Each line of the records is to be returned verbatim, with the images omitted.

Saved entries
------------------------------------------------------------

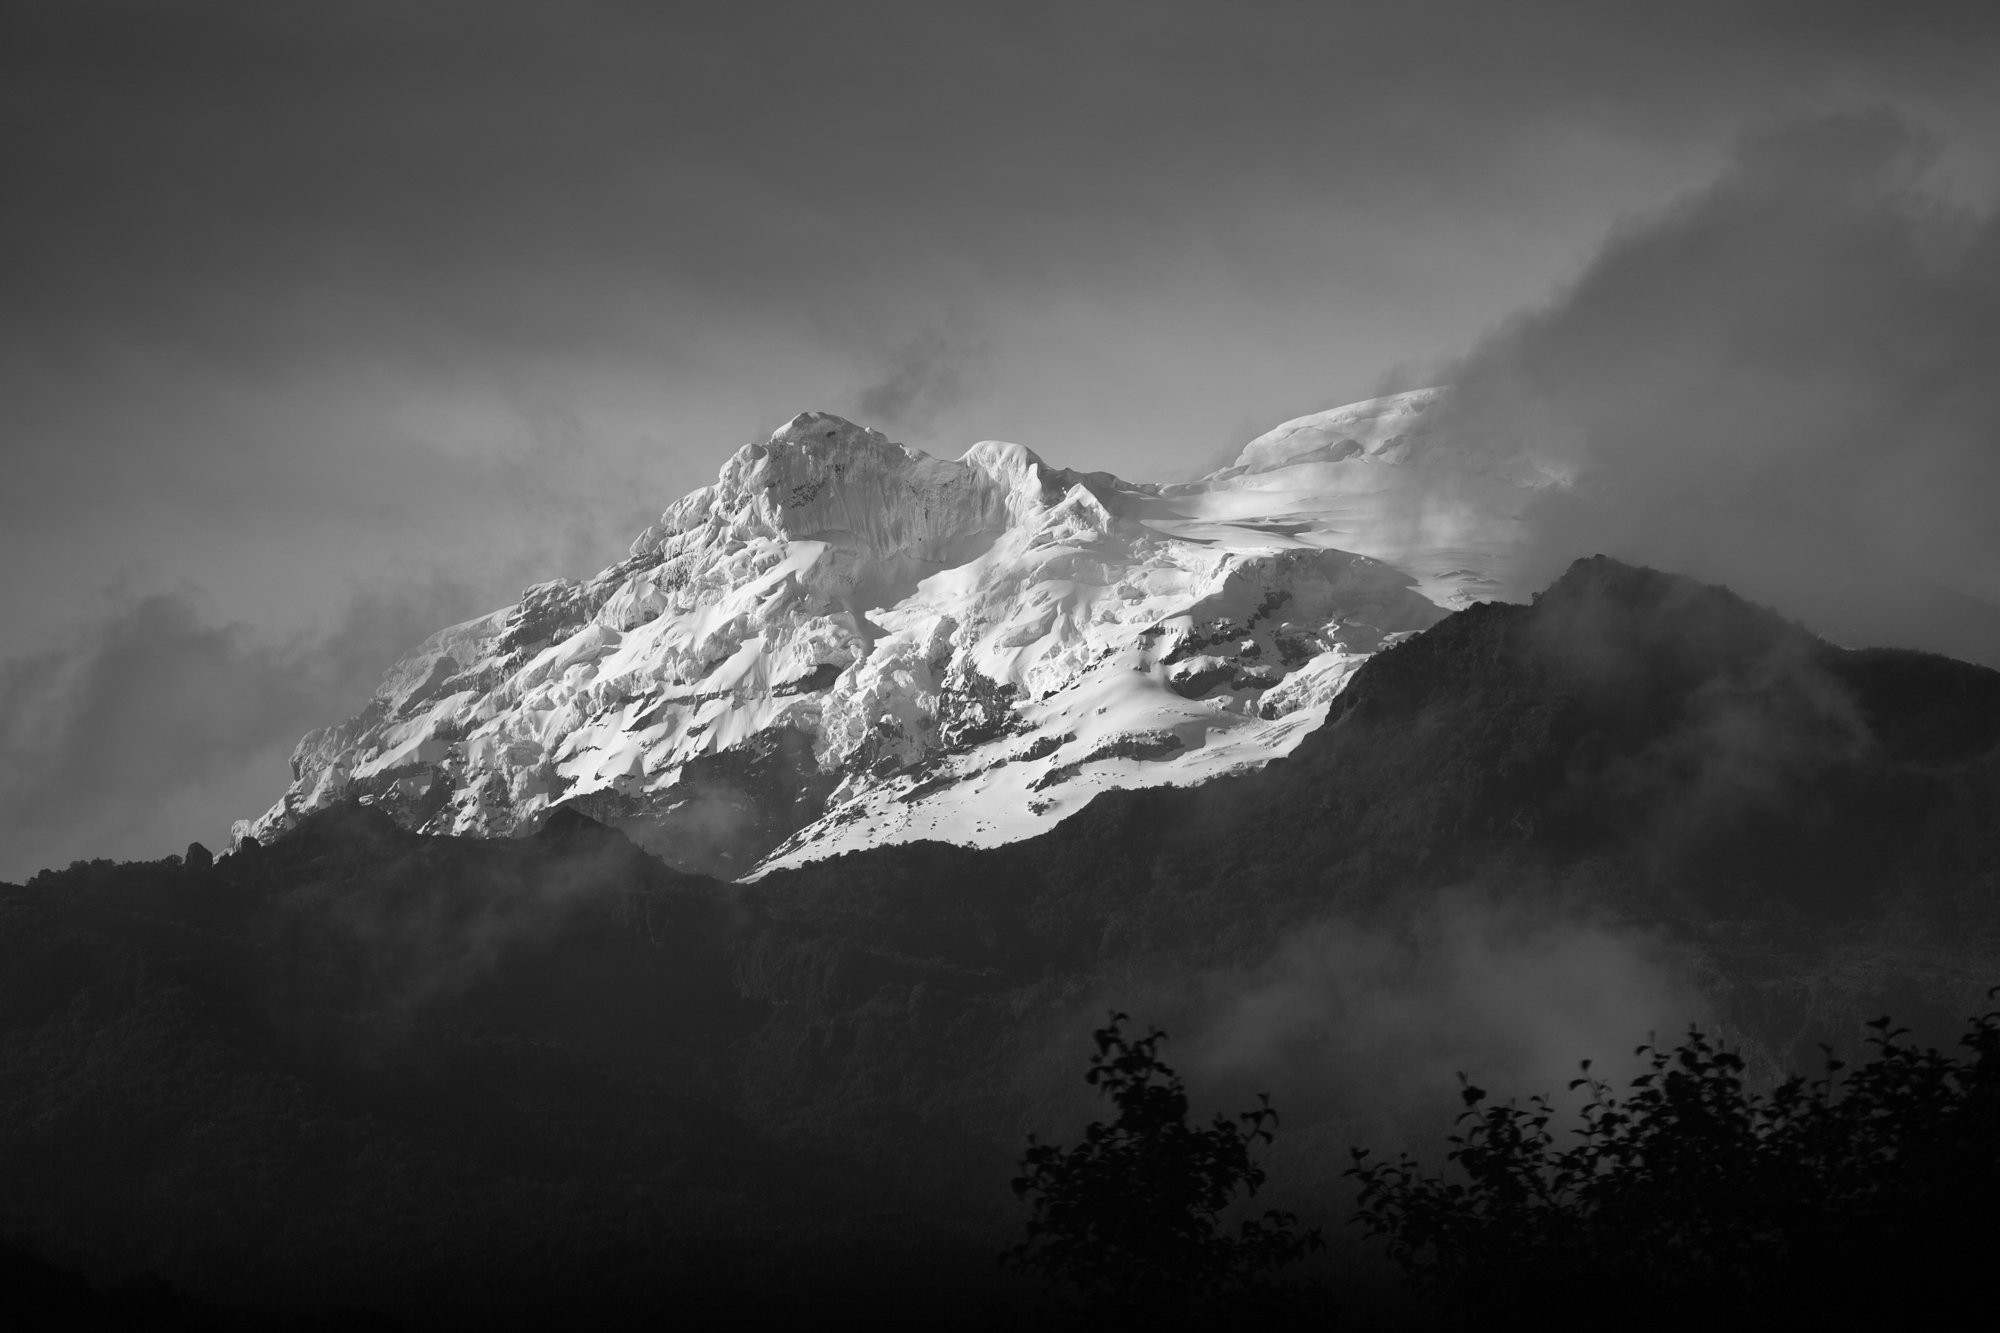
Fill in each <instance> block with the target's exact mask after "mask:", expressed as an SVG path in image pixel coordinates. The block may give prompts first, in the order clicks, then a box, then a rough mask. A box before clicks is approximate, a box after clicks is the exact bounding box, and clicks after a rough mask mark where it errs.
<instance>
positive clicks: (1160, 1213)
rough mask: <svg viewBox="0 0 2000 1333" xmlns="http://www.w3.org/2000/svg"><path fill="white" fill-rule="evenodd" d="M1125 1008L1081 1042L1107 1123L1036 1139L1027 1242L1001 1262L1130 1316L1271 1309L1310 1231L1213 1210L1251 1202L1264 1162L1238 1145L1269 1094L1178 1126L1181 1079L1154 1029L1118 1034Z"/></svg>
mask: <svg viewBox="0 0 2000 1333" xmlns="http://www.w3.org/2000/svg"><path fill="white" fill-rule="evenodd" d="M1128 1021H1130V1015H1124V1013H1112V1015H1110V1023H1108V1025H1106V1027H1102V1029H1098V1031H1096V1033H1094V1035H1092V1037H1094V1041H1096V1053H1094V1055H1092V1057H1090V1071H1088V1073H1086V1075H1084V1079H1086V1081H1088V1083H1090V1085H1094V1087H1096V1089H1098V1093H1102V1095H1104V1097H1110V1101H1112V1105H1114V1107H1118V1119H1114V1121H1112V1123H1108V1125H1106V1123H1102V1121H1098V1123H1092V1125H1090V1127H1088V1129H1086V1131H1084V1141H1082V1143H1078V1145H1074V1147H1068V1149H1064V1147H1058V1145H1054V1143H1038V1141H1036V1139H1034V1135H1030V1137H1028V1151H1026V1155H1024V1157H1022V1161H1020V1175H1018V1177H1014V1193H1016V1195H1018V1197H1020V1199H1026V1201H1028V1207H1030V1215H1028V1237H1026V1239H1024V1241H1020V1243H1018V1245H1014V1247H1010V1249H1008V1251H1004V1253H1002V1255H1000V1259H1002V1263H1006V1265H1010V1267H1014V1269H1018V1271H1022V1273H1030V1275H1040V1277H1044V1279H1048V1281H1050V1283H1054V1285H1062V1287H1070V1289H1074V1291H1078V1293H1080V1295H1082V1297H1084V1299H1086V1301H1088V1303H1090V1305H1092V1307H1096V1309H1102V1311H1116V1313H1124V1315H1134V1317H1152V1315H1158V1313H1160V1311H1174V1313H1176V1315H1192V1313H1198V1311H1200V1309H1204V1307H1208V1305H1212V1303H1216V1301H1230V1305H1232V1309H1238V1311H1240V1309H1244V1303H1252V1305H1256V1303H1270V1301H1278V1299H1280V1297H1282V1295H1300V1297H1302V1299H1310V1295H1306V1293H1280V1291H1278V1289H1276V1287H1274V1285H1270V1283H1268V1277H1270V1275H1272V1273H1276V1271H1278V1269H1282V1267H1286V1265H1290V1263H1296V1261H1298V1259H1304V1257H1306V1253H1310V1251H1316V1249H1324V1241H1322V1237H1320V1231H1318V1227H1312V1229H1300V1225H1298V1217H1296V1215H1292V1213H1284V1211H1280V1209H1268V1211H1266V1213H1264V1215H1262V1217H1254V1219H1244V1221H1240V1223H1238V1227H1236V1233H1234V1235H1230V1231H1228V1229H1226V1227H1224V1223H1222V1211H1224V1209H1228V1205H1230V1203H1232V1201H1234V1197H1236V1193H1238V1191H1242V1193H1244V1197H1254V1195H1256V1191H1258V1187H1262V1185H1264V1169H1262V1167H1258V1165H1256V1163H1254V1161H1252V1157H1250V1151H1252V1147H1256V1145H1258V1143H1270V1141H1272V1127H1274V1125H1276V1123H1278V1113H1276V1109H1272V1105H1270V1097H1268V1095H1260V1097H1258V1107H1256V1109H1252V1111H1242V1113H1240V1115H1236V1117H1226V1115H1218V1117H1216V1119H1214V1121H1212V1123H1210V1125H1208V1127H1198V1125H1190V1123H1188V1095H1186V1089H1184V1087H1182V1081H1180V1075H1176V1073H1174V1069H1172V1067H1168V1065H1166V1063H1164V1061H1162V1059H1160V1045H1162V1043H1164V1041H1166V1033H1162V1031H1158V1029H1150V1031H1148V1033H1146V1035H1144V1037H1136V1039H1134V1037H1126V1033H1124V1023H1128Z"/></svg>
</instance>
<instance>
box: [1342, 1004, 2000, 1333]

------------------------------------------------------------

Output:
Fill in each <instance> block with the target's exact mask after "mask:", expressed as an SVG path in image pixel coordinates. The block may give prompts first, in the order clicks, then a box, then a rough mask. A box before clicks is approximate, a box after clicks is the exact bounding box, and clicks after a rough mask mark where it errs.
<instance>
positive clicks: (1160, 1213)
rough mask: <svg viewBox="0 0 2000 1333" xmlns="http://www.w3.org/2000/svg"><path fill="white" fill-rule="evenodd" d="M1125 1008L1081 1042L1107 1123L1036 1139L1027 1242L1001 1262L1130 1316L1271 1309L1310 1231L1213 1210L1251 1202L1264 1162L1238 1145L1269 1094L1178 1126L1181 1079L1154 1029L1118 1034Z"/></svg>
mask: <svg viewBox="0 0 2000 1333" xmlns="http://www.w3.org/2000/svg"><path fill="white" fill-rule="evenodd" d="M1128 1021H1130V1015H1124V1013H1112V1015H1110V1023H1108V1025H1106V1027H1102V1029H1098V1031H1096V1033H1094V1035H1092V1037H1094V1041H1096V1053H1094V1055H1092V1057H1090V1071H1088V1073H1086V1075H1084V1079H1086V1081H1088V1083H1090V1085H1094V1087H1096V1089H1098V1093H1102V1095H1104V1097H1110V1101H1112V1105H1114V1107H1118V1119H1114V1121H1112V1123H1108V1125H1106V1123H1102V1121H1098V1123H1092V1125H1090V1127H1088V1129H1086V1131H1084V1141H1082V1143H1078V1145H1074V1147H1068V1149H1064V1147H1058V1145H1054V1143H1038V1141H1036V1139H1034V1135H1030V1137H1028V1151H1026V1155H1024V1157H1022V1161H1020V1175H1018V1177H1014V1193H1016V1195H1018V1197H1020V1199H1026V1201H1028V1207H1030V1215H1028V1237H1026V1239H1024V1241H1020V1243H1018V1245H1014V1247H1010V1249H1008V1251H1004V1253H1002V1255H1000V1259H1002V1263H1006V1265H1010V1267H1014V1269H1018V1271H1022V1273H1030V1275H1040V1277H1044V1279H1048V1281H1050V1283H1054V1285H1062V1287H1070V1289H1074V1291H1078V1293H1080V1295H1082V1297H1084V1299H1086V1301H1088V1303H1090V1305H1092V1307H1096V1309H1102V1311H1116V1313H1124V1315H1134V1317H1152V1315H1158V1313H1160V1311H1174V1313H1176V1315H1192V1313H1198V1311H1200V1309H1204V1307H1208V1305H1212V1303H1216V1301H1230V1305H1232V1309H1238V1311H1240V1309H1244V1303H1252V1305H1256V1303H1270V1301H1278V1299H1280V1297H1282V1295H1300V1297H1302V1299H1310V1295H1306V1293H1280V1291H1278V1289H1276V1287H1274V1285H1270V1283H1268V1277H1270V1275H1272V1273H1276V1271H1278V1269H1282V1267H1286V1265H1290V1263H1296V1261H1298V1259H1304V1257H1306V1253H1310V1251H1316V1249H1324V1241H1322V1237H1320V1231H1318V1227H1312V1229H1300V1225H1298V1217H1296V1215H1292V1213H1284V1211H1280V1209H1268V1211H1266V1213H1264V1215H1262V1217H1254V1219H1244V1221H1240V1223H1238V1227H1236V1233H1234V1235H1230V1231H1228V1229H1226V1227H1224V1223H1222V1211H1224V1209H1228V1205H1230V1203H1232V1201H1234V1197H1236V1193H1238V1191H1242V1193H1244V1197H1254V1195H1256V1191H1258V1187H1262V1185H1264V1169H1262V1167H1258V1165H1256V1163H1254V1161H1252V1157H1250V1151H1252V1147H1256V1145H1258V1143H1270V1141H1272V1127H1274V1125H1276V1123H1278V1113H1276V1109H1272V1105H1270V1097H1268V1095H1260V1097H1258V1107H1256V1109H1252V1111H1242V1113H1240V1115H1236V1117H1226V1115H1218V1117H1216V1119H1214V1121H1212V1123H1210V1125H1208V1127H1198V1125H1190V1123H1188V1095H1186V1089H1184V1087H1182V1081H1180V1075H1176V1073H1174V1069H1172V1067H1168V1065H1166V1063H1164V1061H1162V1059H1160V1045H1162V1043H1164V1041H1166V1033H1162V1031H1158V1029H1150V1031H1148V1033H1146V1035H1144V1037H1136V1039H1134V1037H1126V1033H1124V1023H1128Z"/></svg>
</instance>
<instance>
box: [1342, 1004, 2000, 1333]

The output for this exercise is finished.